It was then that the Georgia Board of Pardons and Paroles, after years of watching this tortured case from the sidelines, decided to intervene.

In 1983, the Georgia Legislature changed the state constitution, granting the pardons board the power to issue stays and initiate clemency proceedings, a power until then held only by the governor.

The five members of the board soon decided that, if they were going to have that power, they wanted more information. They wanted their own staff-written investigative reports on all 130 prisoners then sitting on Death Row.

In this fashion, Drake’s file came to rest on the desk of board member James Morris in early January of 1984.

He read the Drake file once, then again, then over and over. The Georgia pardons board is not unwilling to allow executions--there have been 13 executions in Georgia since 1983. But this one troubled Morris.

Riddled With Contradictions

There simply was no evidence to convict Drake other than Campbell’s testimony, and that testimony was riddled with contradictions. It seemed likely that Drake had helped Campbell flee to Virginia after the murder and had initially lied about that--but nothing more.

========

WHAT THIS TASK INVOLVES: Rewrite the Drake case passage starting at "He read the" and ending at "one troubled Morris.", changing "troubled" to "bothered".

PROVIDED DATA:
========

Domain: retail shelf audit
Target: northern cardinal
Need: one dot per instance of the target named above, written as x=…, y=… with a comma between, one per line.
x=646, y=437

========

EXPECTED ANSWER:
He read the Drake file once, then again, then over and over. The Georgia pardons board is not unwilling to allow executions--there have been 13 executions in Georgia since 1983. But this one bothered Morris.